◆ **Travail à faire**:
[1] Recopiez le passage du texte sur la loi Pacte qui commence aux mots « Les trois dispositifs » et s'arrête après « ce dernier cas. ».
[2] D'après le texte sur la loi Pacte, répondez brièvement :
(a) Quels articles du Code de la Fonction Publique décrivent les règles de cumul ?
(b) De quelle année date la loi Allègre ?
(c) Quel article du Code de la Recherche concerne le « Concours Scientifique » ?

◆ **Texte cité**:
+---+

La loi Pacte pour les nuls par un non expert passionné…
Ecosystème 9 minutes

La loi Pacte pour les nuls par un non expert passionné…

Voilà des années que je lis et relis les textes sur le dispositif public d’aide à la création d’entreprises issues de la recherche (appelée abusivement « loi Pacte »). Je lis avec autant de passion les documents internes d’explication des organismes de recherche. C’est un bonheur pour les passionnés de logique pataphysicienne.

Nous avons à Inria Startup Studio de nombreux chercheurs permanents se posant la question de créer une startup et la loi définit les règles que les chercheurs (essentiellement fonctionnaires) doivent suivre quand ils souhaitent faire partie de l’aventure d’une startup dès ses débuts, que ce soit à travers des activités de conseil ou des activités de direction, et de manière induite à travers des participations actionnariales dans ces entreprises.

Voilà des années que je lis et relis les textes sur le dispositif public d’aide à la création d’entreprises issues de la recherche (appelée abusivement « loi Pacte »). Je lis avec autant de passion les documents internes d’explication des organismes de recherche. C’est un bonheur pour les passionnés de logique pataphysicienne [1].

Mais avant de décrire aussi simplement que possible les possibilités de la « loi Pacte », il faut connaître les obligations générales, règles de prévention des conflits d’intérêt, règles de cumul décrites dans les articles 121 à 125 du Code de la Fonction Publique : pour faire simple, tout est interdit, sauf ce qui explicitement autorisé.

Comme cela était assez frustrant pour certains, les règles ont été progressivement assouplies. Le dispositif public d’aide à la création d’entreprises issues de la recherche (notamment les articles 531-1 à 531-17 du Code de la Recherche), suite et évolution de la loi Allègre de 1999, décrit les exceptions à ces règles générales d’interdiction.

Les trois dispositifs proposés aux chercheurs

Il y a en gros trois dispositifs :

  • Être associé (actionnaire) ou dirigeant d’une entreprise en création (531-1) ou existante (531-6) à condition qu’il y ait, dans un délai d’un an à compter de la délivrance de l’autorisation, un contrat de valorisation de travaux de recherche (réalisés ou non par le demandeur).
  • Apporter une expertise (le « Concours Scientifique ») à une entreprise existante (531-8) avec les mêmes contraintes que le point précédent.
  • Être membre des organes de direction d’une entreprise (531-12), afin de favoriser la diffusion des résultats de la recherche publique. Je l’ai compris comme être membre du conseil d’administration ou du conseil de surveillance car être dirigeant entre dans le cadre du premier point. Notez qu’il n’y a plus nécessité de contrat de valorisation pour ce dernier cas.

+---+

◆ **Données**:
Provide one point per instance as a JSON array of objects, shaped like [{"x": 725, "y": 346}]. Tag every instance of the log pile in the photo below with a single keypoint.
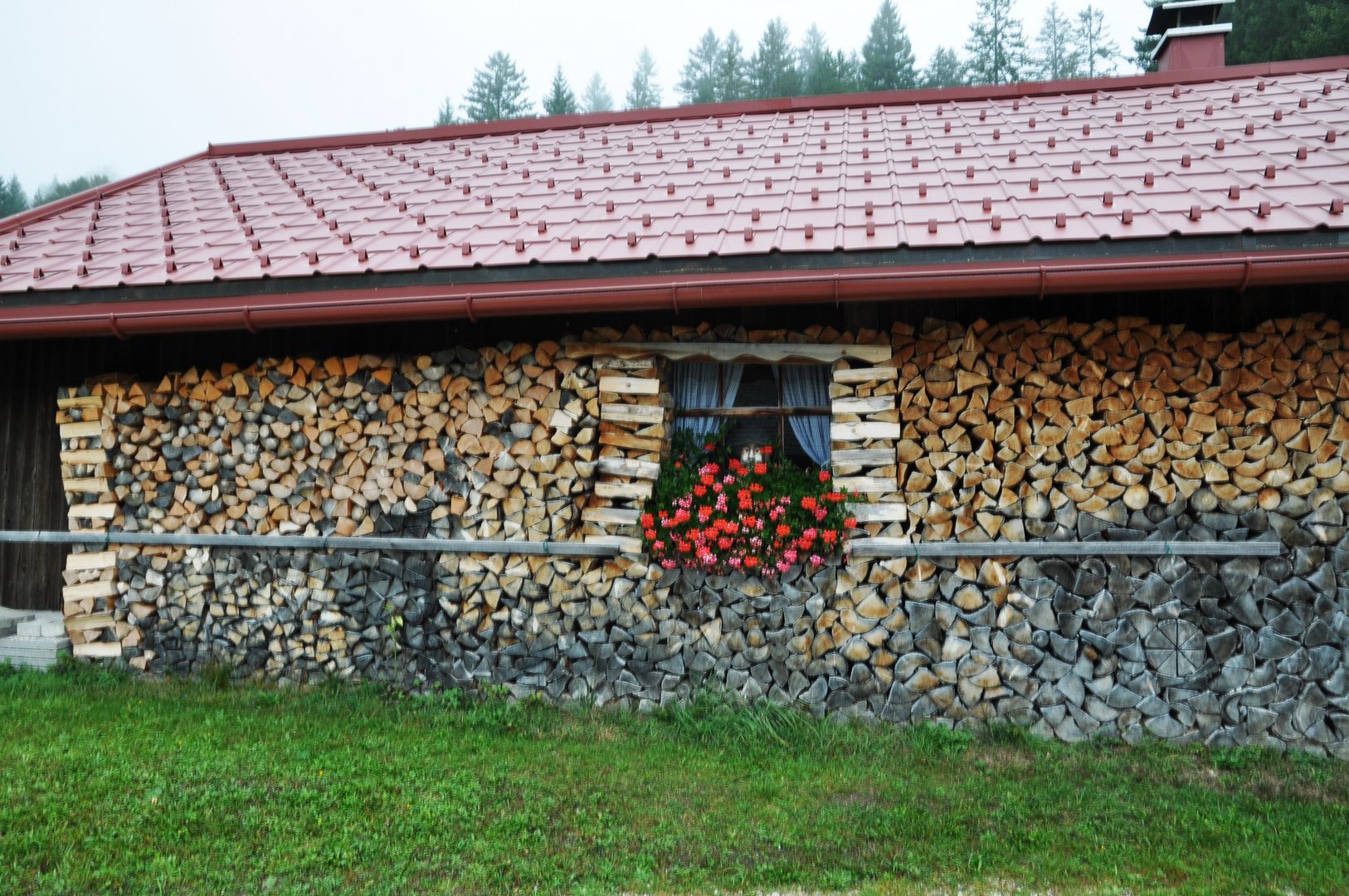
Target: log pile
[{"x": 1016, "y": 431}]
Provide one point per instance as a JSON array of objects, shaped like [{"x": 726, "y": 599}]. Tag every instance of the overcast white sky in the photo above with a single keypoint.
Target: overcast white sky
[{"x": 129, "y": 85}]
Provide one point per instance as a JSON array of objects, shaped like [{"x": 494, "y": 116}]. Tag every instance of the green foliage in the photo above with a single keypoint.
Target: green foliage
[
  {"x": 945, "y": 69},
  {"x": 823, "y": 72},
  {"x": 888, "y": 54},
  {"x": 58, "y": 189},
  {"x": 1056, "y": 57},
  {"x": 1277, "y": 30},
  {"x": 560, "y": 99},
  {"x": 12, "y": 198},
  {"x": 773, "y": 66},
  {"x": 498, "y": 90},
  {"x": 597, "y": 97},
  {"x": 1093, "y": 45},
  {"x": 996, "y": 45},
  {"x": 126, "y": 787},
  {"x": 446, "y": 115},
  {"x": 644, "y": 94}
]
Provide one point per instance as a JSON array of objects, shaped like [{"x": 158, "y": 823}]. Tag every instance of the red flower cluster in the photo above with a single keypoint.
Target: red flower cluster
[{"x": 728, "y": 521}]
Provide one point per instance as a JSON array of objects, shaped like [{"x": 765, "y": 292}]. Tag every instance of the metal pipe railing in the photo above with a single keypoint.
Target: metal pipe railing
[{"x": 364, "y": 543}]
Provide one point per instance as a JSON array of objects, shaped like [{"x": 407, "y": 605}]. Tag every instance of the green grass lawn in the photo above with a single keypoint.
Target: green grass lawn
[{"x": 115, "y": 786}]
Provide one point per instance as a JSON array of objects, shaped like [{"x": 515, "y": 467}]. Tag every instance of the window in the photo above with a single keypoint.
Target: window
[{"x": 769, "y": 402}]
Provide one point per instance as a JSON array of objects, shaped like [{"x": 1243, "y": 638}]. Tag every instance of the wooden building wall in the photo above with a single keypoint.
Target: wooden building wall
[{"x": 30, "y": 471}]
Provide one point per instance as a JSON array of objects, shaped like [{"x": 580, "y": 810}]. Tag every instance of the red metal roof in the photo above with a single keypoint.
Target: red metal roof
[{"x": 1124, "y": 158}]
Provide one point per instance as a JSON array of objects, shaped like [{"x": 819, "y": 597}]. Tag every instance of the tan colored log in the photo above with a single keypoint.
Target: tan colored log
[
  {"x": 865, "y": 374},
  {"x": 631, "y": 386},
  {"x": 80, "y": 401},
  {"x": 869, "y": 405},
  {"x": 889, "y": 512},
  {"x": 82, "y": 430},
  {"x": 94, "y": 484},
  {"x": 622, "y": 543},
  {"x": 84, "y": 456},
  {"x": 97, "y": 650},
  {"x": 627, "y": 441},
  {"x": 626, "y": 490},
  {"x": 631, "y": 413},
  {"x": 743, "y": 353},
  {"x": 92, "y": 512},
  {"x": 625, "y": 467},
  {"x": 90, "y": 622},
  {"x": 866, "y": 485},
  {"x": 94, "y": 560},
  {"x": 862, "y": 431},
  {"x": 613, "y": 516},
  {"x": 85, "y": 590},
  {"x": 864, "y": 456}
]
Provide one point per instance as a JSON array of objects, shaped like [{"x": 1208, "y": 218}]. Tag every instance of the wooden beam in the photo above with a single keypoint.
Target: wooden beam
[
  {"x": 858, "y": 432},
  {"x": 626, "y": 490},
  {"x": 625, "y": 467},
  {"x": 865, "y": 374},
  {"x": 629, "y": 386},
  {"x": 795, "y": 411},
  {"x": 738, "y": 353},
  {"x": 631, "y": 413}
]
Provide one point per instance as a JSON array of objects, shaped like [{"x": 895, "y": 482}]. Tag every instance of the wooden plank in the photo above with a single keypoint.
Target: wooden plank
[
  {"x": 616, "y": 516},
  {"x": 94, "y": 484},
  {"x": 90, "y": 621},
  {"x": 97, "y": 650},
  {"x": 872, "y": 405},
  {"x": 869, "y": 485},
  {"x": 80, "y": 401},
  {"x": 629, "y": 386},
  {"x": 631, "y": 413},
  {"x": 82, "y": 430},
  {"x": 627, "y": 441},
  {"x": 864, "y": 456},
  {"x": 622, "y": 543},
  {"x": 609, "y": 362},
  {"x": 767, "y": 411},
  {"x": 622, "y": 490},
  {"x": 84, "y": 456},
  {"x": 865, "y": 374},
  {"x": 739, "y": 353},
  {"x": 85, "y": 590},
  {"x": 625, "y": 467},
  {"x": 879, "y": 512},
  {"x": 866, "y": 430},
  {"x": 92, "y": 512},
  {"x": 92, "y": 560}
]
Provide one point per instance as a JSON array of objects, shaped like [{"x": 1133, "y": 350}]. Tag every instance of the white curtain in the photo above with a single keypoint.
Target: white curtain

+---+

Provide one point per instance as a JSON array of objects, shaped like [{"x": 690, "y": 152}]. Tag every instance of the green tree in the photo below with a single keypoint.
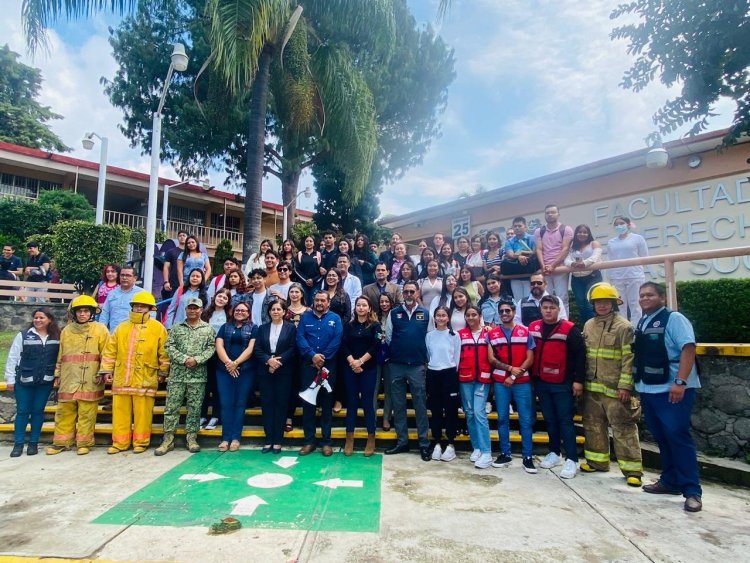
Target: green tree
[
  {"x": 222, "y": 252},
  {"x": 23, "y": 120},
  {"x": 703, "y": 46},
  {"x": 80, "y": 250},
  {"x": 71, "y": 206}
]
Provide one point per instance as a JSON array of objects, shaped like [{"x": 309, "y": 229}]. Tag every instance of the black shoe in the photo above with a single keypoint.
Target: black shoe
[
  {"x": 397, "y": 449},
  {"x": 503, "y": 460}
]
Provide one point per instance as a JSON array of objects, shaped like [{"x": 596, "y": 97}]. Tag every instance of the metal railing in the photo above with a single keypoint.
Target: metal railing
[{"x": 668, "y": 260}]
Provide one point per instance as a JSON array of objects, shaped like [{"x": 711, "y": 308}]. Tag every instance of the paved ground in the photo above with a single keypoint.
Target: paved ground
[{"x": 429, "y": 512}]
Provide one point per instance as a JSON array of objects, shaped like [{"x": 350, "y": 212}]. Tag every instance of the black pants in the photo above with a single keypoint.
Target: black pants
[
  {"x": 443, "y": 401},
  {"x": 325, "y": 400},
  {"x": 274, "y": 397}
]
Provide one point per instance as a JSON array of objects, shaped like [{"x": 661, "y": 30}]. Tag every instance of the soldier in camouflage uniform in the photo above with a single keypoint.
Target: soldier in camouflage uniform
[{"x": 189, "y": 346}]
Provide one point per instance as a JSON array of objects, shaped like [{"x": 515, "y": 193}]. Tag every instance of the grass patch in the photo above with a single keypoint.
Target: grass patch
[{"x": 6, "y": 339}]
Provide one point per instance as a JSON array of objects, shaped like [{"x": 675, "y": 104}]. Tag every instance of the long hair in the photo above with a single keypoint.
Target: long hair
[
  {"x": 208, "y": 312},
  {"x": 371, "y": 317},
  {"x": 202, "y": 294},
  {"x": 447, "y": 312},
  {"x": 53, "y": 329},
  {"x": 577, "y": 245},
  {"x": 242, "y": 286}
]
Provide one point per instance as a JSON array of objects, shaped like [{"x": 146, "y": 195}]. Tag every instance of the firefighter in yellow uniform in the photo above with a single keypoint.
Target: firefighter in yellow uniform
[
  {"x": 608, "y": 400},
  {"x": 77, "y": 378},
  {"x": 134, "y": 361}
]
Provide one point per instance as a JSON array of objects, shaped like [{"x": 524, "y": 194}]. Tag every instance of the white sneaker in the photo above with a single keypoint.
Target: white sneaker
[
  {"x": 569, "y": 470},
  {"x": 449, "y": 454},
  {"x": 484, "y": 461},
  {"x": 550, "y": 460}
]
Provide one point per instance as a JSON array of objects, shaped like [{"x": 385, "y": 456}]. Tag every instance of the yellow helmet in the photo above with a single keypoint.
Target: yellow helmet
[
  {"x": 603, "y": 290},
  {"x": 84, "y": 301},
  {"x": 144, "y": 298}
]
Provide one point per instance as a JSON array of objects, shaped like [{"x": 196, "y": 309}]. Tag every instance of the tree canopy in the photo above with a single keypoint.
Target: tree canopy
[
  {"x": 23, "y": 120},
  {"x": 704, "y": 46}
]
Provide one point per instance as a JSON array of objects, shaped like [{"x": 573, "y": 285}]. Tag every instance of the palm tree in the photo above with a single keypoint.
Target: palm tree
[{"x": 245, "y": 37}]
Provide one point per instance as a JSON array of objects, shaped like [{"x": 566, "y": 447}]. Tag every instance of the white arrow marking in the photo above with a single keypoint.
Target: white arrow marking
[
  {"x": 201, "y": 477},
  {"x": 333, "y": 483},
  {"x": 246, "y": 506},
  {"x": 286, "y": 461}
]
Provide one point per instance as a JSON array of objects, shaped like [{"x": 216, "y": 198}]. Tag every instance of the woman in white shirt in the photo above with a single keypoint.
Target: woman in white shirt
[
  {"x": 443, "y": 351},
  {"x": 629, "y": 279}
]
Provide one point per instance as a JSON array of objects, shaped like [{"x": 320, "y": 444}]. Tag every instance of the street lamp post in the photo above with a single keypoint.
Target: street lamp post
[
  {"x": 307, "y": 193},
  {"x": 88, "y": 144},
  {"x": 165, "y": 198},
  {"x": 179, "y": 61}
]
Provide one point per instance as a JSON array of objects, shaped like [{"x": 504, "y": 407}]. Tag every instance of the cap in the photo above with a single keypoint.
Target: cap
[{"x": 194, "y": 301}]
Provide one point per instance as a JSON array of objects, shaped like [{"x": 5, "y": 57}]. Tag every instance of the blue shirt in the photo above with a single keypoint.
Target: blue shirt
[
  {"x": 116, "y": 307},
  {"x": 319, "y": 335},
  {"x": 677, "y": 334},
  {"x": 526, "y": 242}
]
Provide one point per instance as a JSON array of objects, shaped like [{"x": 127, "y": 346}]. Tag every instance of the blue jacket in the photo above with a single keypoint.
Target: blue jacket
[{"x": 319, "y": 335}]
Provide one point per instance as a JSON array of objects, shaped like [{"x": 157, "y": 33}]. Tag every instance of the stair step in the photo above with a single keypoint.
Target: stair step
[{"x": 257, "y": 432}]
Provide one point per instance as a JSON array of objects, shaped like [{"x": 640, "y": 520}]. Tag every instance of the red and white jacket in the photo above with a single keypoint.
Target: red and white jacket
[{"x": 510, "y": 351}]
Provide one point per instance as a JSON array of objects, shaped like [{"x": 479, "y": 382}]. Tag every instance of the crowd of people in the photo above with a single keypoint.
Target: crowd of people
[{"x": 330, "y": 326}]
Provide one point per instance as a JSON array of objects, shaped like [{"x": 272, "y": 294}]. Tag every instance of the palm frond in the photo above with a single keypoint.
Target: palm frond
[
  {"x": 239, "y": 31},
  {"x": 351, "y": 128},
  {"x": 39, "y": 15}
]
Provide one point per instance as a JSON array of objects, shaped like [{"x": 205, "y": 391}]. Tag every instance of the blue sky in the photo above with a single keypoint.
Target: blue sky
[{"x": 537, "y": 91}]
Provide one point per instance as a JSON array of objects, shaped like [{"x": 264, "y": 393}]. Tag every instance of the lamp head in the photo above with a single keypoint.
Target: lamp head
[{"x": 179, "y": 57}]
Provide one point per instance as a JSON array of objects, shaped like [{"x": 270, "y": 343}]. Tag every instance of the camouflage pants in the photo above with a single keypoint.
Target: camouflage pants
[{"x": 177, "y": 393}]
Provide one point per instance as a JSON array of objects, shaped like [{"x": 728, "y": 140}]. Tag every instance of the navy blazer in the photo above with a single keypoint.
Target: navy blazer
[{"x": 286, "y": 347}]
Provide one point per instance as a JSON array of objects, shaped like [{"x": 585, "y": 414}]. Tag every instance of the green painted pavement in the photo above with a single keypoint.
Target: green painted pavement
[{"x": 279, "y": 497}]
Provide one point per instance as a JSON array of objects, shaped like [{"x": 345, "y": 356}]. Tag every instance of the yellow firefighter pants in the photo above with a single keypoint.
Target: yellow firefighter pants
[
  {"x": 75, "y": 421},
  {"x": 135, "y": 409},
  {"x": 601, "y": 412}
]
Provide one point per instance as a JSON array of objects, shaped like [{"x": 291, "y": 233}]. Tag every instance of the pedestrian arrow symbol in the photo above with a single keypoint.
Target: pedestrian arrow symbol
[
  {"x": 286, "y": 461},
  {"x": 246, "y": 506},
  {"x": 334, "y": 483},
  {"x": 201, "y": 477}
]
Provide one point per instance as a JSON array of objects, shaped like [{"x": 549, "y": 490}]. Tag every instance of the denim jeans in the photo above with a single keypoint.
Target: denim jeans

+---+

◆ **Réponses**:
[1]
Les trois dispositifs proposés aux chercheurs

Il y a en gros trois dispositifs :

  • Être associé (actionnaire) ou dirigeant d’une entreprise en création (531-1) ou existante (531-6) à condition qu’il y ait, dans un délai d’un an à compter de la délivrance de l’autorisation, un contrat de valorisation de travaux de recherche (réalisés ou non par le demandeur).
  • Apporter une expertise (le « Concours Scientifique ») à une entreprise existante (531-8) avec les mêmes contraintes que le point précédent.
  • Être membre des organes de direction d’une entreprise (531-12), afin de favoriser la diffusion des résultats de la recherche publique. Je l’ai compris comme être membre du conseil d’administration ou du conseil de surveillance car être dirigeant entre dans le cadre du premier point. Notez qu’il n’y a plus nécessité de contrat de valorisation pour ce dernier cas.

[2]
(a) Les articles 121 à 125.
(b) De 1999.
(c) L'article 531-8.